WHAT THE TASK ASKS: Reproduce each of the following lines verbatim, without altering any character or line break.

EXERCISE MATERIALS:
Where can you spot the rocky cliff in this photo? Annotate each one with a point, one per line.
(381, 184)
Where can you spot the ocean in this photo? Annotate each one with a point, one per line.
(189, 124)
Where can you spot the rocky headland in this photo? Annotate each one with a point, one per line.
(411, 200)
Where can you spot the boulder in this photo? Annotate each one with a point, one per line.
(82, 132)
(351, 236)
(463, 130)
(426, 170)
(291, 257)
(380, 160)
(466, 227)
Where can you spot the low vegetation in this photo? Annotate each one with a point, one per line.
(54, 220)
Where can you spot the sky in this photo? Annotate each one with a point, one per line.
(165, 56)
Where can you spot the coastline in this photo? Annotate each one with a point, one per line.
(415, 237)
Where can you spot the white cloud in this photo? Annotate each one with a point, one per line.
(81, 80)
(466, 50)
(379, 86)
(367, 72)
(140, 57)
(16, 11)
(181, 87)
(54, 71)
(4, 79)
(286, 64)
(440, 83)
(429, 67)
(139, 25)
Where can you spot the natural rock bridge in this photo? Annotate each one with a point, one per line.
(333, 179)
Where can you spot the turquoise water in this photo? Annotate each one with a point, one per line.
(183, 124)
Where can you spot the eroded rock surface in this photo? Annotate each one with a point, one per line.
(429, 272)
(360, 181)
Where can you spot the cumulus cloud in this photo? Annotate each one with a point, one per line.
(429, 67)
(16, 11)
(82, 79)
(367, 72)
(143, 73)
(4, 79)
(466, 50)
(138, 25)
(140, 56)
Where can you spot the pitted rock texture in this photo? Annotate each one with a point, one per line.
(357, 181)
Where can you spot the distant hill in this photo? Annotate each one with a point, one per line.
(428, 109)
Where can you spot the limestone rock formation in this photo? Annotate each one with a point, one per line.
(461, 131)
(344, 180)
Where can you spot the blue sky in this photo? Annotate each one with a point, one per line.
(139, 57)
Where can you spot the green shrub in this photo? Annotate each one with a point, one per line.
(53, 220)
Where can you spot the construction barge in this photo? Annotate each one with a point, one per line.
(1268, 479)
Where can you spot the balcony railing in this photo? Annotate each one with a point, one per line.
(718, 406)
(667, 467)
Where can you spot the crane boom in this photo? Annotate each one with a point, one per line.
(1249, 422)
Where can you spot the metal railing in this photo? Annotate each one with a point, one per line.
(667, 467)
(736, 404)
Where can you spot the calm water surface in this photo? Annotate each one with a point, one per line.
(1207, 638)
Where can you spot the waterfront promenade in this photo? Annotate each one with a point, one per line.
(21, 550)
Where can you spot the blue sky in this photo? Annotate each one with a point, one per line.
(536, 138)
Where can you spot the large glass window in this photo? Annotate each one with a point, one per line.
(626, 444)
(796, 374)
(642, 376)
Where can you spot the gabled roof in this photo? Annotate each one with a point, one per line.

SOLVED PROBLEM:
Where can you spot the rocky cliff in this photo? Annotate each one with a point, one per line.
(381, 184)
Where can you spot the ocean in this photo? Annotate each one with a point, one per line.
(189, 124)
Where can you spot the rocky headland in this photo? Annotate each one with a point, one per line.
(411, 200)
Where can you spot the boulder in this photo? Annotate each one with a point, one per line.
(82, 132)
(351, 236)
(463, 130)
(426, 170)
(291, 257)
(380, 160)
(466, 227)
Where can you spot the low vegetation in this photo? Annotate each one with a point, one per line.
(54, 220)
Where can you spot the sky in this photo? Annotate each one with a point, one per line.
(165, 56)
Where can you spot the coastline in this photo? Annotate each one with a point, one per line.
(415, 237)
Where can you spot the white cloud in this photo? Annotate each one with a point, one per line.
(81, 80)
(466, 50)
(379, 86)
(367, 72)
(140, 57)
(16, 11)
(181, 87)
(54, 71)
(4, 79)
(286, 64)
(440, 83)
(429, 67)
(139, 25)
Where can you spot the natural rock bridge in this photo? Annotate each one with a point, one per line.
(333, 179)
Where can you spot the turquoise water in this photo? Annotate each one with a point, one per line.
(183, 124)
Where can you spot the eroded rock surface in this photo? Annotate each one with a point, one per line.
(429, 272)
(360, 181)
Where can you spot the cumulus cloud in this photo? Annotate each one with a point, one per line.
(429, 67)
(16, 11)
(82, 79)
(367, 72)
(143, 73)
(4, 79)
(466, 50)
(138, 25)
(140, 56)
Where can you spot the pitted rock texture in this photo? Annotate each one with a point, one per line.
(357, 181)
Where can you spot the distant hill in this photo? Annotate each one with a point, one per line.
(428, 109)
Where can you spot the limestone rock formation in this photo? Annotate each one with a point, one per line.
(461, 131)
(344, 180)
Where can you spot the blue sky in this photo? Annotate each one with a point, one per line.
(139, 57)
Where can you spot the green shrub in this photo? Annotate each one with a point, one per line.
(53, 220)
Where can you spot the construction barge in this photo? Annotate each one with a point, one per line.
(1268, 479)
Where can you spot the balcony railing in this photo? Annotate each one with a point, one per line.
(718, 406)
(667, 467)
Where can you spot the crane boom in this photo? Annotate each one with a point, one per line.
(1249, 422)
Where can you spot the metal railing in this photo? Annotate each one with a point, one per line.
(667, 467)
(736, 404)
Where can you spot the calm water surface in this photo? Annotate each one with a point, one per line.
(1207, 638)
Where can you spot the waterfront promenade in this photo? Annotate each one with a point, one per line.
(21, 550)
Where can you spot the blue sky in this photo? Annotate each one with a point, one per line.
(536, 138)
Where can you spot the large glass window in this photo? Annotate each one with a point, one per line.
(626, 444)
(796, 374)
(642, 376)
Where can you spot the gabled roof in this photo? Annotate each one with a point, one per line.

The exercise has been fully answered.